* WRITTEN REQUEST *
Copy the lines of the items below word for word, from the line containing "Please point out the garlic skin, giving" through the end of the items, including both.

--- Start RECORDED INFORMATION ---

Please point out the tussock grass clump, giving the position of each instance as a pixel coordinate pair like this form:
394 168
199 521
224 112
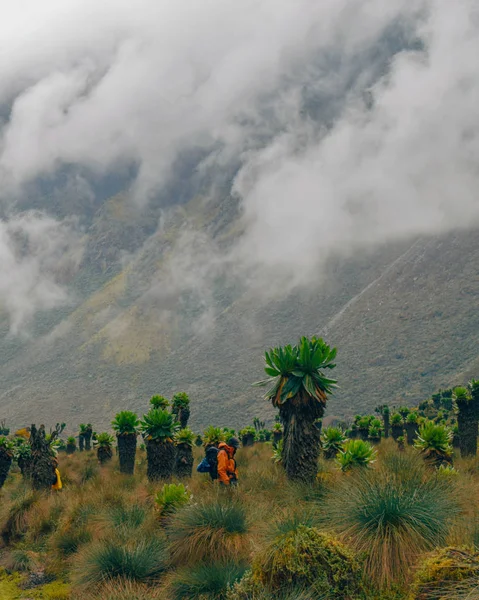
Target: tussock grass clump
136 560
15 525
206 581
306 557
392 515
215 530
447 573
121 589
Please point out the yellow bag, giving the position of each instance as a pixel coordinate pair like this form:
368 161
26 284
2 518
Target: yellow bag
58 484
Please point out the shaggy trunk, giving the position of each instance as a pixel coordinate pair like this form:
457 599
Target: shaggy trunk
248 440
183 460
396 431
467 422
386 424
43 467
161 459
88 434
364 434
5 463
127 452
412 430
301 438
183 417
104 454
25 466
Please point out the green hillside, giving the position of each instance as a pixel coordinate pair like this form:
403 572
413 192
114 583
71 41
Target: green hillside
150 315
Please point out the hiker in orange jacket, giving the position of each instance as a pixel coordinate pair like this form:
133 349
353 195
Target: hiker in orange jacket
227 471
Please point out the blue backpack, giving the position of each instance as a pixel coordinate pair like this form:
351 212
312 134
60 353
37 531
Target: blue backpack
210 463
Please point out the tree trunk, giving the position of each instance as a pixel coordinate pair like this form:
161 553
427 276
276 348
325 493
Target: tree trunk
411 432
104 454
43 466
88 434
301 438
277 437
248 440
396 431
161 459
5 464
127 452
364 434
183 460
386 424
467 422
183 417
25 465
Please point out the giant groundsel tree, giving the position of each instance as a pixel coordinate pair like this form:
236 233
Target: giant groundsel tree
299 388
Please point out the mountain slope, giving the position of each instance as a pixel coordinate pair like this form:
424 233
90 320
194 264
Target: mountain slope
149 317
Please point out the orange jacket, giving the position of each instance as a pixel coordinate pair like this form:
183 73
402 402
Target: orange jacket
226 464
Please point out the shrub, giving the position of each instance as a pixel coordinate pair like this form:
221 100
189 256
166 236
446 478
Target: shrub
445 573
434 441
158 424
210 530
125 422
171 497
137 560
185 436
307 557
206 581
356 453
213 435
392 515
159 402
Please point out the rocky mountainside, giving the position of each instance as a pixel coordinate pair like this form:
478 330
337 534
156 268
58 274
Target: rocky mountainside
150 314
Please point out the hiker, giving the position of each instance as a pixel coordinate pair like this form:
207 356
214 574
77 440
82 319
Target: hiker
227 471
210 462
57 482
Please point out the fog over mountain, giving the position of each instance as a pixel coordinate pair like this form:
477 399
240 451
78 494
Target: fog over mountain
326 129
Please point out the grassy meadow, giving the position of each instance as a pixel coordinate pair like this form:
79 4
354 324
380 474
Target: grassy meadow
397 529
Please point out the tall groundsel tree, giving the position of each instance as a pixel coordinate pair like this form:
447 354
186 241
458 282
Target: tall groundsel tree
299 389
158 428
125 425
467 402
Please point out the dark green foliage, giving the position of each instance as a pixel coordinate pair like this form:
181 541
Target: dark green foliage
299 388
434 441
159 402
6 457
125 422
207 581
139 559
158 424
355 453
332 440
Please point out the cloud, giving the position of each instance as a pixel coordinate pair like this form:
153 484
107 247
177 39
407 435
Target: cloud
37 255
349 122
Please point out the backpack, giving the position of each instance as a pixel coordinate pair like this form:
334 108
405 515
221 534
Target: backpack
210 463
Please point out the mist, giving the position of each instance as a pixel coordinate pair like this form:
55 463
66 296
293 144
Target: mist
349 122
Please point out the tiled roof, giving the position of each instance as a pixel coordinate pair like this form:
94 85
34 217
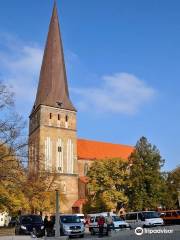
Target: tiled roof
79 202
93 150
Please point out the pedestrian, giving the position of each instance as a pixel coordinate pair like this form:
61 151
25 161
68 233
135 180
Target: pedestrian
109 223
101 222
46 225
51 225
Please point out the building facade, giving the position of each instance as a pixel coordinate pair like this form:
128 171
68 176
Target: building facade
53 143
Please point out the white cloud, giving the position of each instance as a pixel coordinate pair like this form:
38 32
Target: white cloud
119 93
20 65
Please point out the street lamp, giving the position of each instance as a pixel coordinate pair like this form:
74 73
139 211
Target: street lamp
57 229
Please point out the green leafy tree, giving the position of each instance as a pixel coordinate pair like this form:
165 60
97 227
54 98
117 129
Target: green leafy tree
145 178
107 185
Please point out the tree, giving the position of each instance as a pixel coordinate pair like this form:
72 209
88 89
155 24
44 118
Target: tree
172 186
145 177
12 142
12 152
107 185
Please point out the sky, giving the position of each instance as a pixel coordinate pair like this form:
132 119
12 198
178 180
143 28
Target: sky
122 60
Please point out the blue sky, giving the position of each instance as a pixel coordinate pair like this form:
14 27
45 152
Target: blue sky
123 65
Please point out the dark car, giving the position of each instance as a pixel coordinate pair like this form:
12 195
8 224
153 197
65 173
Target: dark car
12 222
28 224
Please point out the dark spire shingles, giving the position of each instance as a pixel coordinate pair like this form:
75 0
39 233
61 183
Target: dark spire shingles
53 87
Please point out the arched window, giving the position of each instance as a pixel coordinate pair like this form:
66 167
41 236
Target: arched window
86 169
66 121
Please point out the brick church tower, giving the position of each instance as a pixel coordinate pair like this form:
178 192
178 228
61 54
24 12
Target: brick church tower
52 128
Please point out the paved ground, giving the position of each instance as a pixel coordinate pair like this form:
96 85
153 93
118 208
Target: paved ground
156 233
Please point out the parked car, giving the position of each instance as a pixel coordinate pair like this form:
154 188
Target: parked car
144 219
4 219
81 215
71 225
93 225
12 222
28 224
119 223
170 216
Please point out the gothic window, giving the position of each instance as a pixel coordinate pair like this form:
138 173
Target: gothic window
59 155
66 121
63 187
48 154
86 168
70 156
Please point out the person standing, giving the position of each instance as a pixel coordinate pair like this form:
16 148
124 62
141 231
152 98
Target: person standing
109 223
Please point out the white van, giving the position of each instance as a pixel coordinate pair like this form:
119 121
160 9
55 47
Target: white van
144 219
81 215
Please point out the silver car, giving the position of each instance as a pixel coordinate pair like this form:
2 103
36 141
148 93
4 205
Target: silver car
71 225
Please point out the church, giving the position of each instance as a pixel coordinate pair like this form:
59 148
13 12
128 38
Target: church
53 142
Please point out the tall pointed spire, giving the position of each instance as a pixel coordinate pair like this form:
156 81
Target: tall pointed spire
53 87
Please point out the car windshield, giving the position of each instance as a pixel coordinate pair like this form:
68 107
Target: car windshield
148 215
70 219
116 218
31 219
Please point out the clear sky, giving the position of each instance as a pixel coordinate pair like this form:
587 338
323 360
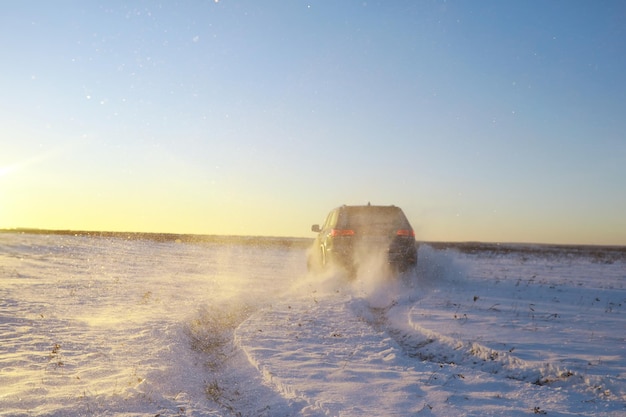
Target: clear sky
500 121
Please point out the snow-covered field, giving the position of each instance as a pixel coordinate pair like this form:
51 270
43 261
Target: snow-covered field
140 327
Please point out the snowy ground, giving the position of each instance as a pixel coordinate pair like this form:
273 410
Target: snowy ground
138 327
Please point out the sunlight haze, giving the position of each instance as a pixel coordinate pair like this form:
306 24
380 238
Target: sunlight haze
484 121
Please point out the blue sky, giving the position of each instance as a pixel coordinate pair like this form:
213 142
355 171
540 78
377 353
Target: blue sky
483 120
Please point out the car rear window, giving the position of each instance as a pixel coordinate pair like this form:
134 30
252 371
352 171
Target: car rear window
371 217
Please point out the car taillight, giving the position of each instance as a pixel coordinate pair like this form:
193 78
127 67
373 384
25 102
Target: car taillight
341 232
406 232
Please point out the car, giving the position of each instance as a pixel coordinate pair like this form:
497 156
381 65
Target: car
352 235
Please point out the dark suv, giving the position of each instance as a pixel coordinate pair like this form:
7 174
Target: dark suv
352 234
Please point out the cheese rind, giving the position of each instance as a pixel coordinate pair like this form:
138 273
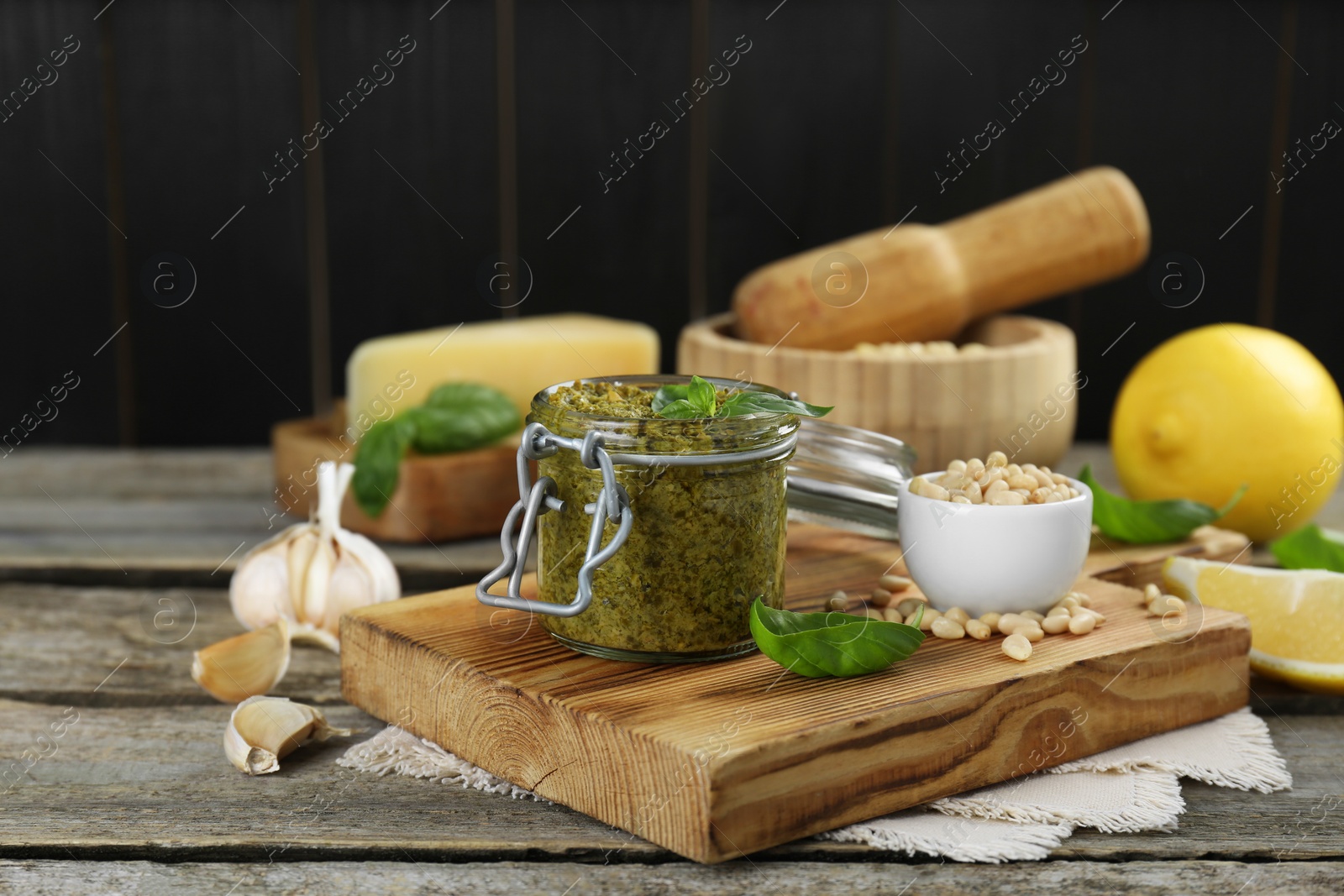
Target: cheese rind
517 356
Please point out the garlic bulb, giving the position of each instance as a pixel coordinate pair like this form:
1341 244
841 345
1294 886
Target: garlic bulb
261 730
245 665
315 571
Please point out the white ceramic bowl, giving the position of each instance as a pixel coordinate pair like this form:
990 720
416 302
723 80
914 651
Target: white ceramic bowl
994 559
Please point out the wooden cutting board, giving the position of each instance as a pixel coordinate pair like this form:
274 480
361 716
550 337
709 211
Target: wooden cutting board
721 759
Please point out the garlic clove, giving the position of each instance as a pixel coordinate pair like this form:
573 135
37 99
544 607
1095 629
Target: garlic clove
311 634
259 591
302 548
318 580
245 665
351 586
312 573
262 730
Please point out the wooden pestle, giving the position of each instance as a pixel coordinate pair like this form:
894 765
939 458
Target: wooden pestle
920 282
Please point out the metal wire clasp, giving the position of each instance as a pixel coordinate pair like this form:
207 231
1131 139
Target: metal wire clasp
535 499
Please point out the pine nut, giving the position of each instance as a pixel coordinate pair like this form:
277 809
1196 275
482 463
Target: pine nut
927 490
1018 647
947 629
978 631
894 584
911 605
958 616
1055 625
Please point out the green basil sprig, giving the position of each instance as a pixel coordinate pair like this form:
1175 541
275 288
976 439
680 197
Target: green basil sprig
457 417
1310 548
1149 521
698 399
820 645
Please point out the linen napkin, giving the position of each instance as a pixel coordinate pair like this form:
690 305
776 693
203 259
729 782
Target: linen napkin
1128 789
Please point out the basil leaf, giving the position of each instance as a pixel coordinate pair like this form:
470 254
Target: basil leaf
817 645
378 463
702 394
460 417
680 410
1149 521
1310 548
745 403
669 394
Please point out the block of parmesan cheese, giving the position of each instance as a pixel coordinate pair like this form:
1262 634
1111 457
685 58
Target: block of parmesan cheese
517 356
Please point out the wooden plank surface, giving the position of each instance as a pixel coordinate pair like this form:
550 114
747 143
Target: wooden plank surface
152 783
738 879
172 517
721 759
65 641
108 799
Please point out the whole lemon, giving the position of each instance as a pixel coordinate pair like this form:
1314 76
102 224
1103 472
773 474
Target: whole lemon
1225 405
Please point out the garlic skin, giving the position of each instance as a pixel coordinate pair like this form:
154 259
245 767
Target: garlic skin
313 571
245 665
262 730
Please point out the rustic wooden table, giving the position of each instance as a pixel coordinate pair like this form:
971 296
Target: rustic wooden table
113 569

--- End RECORDED INFORMATION ---

* EXERCISE RESULT *
Please point out the garlic skin, giving the position of each instance as a pixel coordinate pair like this form:
154 259
245 767
Target: garlic skin
313 571
245 665
262 730
Please point out the rustic wooden table, giving the position of each instance as a pixel coordinate pair like this form:
971 296
Target: rustic wooden table
113 569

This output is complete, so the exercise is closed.